- Exercise
Retype precisely the section of the data that starts at the line containing "grassy ground in the photo above." and runs to its final line, ends included.

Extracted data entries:
* * * *

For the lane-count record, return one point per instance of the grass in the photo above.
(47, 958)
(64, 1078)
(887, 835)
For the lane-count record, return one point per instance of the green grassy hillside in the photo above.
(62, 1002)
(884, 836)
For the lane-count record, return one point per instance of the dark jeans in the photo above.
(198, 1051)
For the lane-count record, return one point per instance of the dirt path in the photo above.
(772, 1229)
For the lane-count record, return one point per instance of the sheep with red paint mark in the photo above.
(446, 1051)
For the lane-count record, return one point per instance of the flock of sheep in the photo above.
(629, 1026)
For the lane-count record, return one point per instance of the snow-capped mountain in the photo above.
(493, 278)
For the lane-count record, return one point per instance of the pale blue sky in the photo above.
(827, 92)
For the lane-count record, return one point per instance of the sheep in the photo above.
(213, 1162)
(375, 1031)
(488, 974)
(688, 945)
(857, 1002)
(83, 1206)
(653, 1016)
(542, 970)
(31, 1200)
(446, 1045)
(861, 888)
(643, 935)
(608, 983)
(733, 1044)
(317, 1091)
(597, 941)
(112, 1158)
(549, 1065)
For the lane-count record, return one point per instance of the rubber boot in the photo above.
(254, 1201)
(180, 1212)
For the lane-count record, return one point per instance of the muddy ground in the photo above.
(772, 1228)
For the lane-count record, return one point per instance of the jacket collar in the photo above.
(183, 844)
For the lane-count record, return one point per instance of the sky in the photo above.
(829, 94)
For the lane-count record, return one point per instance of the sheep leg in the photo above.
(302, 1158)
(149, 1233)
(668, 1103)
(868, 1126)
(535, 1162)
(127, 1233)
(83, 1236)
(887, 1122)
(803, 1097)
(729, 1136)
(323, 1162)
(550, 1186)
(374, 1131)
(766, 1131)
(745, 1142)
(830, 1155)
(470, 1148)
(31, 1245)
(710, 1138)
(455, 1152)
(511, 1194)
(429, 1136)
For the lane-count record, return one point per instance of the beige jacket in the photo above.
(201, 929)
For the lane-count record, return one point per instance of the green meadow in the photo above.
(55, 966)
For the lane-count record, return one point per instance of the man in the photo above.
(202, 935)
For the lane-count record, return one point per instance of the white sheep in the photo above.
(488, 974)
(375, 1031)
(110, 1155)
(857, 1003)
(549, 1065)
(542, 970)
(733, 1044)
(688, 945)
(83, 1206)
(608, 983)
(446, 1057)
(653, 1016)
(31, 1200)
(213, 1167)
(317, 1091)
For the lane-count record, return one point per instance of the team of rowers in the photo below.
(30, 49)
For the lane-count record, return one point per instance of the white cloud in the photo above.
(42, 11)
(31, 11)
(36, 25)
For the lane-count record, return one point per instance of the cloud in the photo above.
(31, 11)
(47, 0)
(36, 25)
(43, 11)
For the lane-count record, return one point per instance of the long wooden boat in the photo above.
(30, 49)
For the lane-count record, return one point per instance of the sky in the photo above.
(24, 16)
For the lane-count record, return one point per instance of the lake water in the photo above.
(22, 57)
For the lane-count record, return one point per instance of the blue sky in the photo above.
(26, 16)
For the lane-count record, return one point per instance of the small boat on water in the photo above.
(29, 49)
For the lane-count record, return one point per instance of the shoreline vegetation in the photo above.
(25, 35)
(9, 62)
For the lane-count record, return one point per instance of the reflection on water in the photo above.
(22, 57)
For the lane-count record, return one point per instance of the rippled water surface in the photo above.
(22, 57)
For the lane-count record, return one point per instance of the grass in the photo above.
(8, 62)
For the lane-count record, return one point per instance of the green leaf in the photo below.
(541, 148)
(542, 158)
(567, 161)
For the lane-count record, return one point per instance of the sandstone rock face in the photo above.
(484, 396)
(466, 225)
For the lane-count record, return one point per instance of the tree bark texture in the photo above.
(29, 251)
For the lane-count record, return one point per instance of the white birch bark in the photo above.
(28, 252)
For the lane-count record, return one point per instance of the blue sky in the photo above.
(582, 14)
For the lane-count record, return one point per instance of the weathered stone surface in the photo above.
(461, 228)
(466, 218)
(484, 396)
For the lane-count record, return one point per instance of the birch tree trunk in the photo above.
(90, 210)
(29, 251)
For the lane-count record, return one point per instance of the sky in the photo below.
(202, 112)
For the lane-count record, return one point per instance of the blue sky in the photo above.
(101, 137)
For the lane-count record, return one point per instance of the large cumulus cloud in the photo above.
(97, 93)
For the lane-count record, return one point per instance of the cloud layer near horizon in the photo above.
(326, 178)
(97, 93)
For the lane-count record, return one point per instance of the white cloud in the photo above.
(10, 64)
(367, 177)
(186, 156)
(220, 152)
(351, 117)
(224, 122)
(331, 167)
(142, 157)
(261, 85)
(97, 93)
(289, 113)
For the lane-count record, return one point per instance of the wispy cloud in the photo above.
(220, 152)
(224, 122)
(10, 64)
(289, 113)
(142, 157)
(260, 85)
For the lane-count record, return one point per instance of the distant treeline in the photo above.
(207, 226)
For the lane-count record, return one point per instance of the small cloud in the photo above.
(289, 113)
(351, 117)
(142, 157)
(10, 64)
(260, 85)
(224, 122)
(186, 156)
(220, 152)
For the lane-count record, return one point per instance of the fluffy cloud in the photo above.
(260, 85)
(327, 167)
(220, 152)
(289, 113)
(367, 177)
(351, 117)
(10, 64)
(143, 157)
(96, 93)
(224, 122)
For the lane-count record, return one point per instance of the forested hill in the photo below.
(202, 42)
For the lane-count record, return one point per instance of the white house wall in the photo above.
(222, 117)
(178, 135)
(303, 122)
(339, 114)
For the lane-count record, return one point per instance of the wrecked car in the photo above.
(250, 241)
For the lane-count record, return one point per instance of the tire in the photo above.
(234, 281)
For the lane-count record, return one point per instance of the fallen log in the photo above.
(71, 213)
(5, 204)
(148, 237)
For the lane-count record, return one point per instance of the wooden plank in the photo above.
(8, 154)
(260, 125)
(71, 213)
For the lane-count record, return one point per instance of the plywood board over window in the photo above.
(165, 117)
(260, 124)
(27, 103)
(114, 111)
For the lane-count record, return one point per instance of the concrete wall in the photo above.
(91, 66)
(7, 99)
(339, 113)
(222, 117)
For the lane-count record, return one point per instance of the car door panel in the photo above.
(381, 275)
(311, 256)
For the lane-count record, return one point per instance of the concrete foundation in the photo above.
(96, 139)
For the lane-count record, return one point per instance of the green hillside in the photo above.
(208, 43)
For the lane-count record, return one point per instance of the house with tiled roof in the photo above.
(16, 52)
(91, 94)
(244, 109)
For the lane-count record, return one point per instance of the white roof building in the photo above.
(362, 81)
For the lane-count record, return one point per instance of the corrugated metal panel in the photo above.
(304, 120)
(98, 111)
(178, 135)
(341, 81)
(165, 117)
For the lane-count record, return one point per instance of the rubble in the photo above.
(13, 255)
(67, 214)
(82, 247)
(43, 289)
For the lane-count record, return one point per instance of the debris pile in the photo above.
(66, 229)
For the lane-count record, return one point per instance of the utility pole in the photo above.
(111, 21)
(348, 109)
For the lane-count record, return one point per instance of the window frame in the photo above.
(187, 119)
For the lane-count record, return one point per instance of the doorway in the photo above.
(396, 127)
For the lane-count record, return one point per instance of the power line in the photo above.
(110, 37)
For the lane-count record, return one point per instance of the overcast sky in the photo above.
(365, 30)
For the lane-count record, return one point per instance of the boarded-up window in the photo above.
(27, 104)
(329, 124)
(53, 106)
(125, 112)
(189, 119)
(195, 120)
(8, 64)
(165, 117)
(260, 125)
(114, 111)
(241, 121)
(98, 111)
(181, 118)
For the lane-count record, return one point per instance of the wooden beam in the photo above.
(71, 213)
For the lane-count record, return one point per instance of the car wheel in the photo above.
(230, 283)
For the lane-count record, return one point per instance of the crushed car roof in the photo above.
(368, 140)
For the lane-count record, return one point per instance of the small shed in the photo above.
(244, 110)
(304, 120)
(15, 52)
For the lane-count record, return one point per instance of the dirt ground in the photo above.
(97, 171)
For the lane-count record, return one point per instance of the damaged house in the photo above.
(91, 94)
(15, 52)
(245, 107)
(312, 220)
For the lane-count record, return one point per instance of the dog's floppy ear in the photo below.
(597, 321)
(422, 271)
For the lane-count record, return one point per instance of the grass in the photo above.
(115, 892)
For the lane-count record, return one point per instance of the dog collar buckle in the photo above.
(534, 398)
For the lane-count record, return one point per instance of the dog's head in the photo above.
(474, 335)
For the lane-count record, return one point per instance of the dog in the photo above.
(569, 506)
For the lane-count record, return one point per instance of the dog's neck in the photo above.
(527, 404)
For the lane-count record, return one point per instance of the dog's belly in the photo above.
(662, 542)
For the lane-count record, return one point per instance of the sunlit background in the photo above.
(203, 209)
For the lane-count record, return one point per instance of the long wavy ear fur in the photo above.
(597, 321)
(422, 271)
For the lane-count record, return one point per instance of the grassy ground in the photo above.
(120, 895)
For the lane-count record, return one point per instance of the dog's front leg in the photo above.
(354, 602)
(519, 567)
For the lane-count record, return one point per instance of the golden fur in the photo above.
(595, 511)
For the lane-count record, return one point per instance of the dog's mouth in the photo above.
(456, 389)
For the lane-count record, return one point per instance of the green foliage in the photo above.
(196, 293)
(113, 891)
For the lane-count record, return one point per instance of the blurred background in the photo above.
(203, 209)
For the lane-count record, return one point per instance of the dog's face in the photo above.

* * * *

- Expected answer
For the lane-count record, return one point per instance of the grassy ground in the photo above.
(120, 895)
For the lane-count record, return one point per instance of the dog's front leg in the photo above.
(354, 602)
(519, 567)
For the lane-count record, return one point per instance of the golden fur in the photo above.
(595, 511)
For the lane-count record, return one point per instance of the dog's mouth in the photo above.
(456, 389)
For the lane-count record, return one point per instance of the green foliage in the photo above.
(196, 293)
(113, 891)
For the lane-count record, return one point per instance of the blurred background in the photo above.
(203, 209)
For the lane-count record, return one point per instance of the dog's face in the photo above.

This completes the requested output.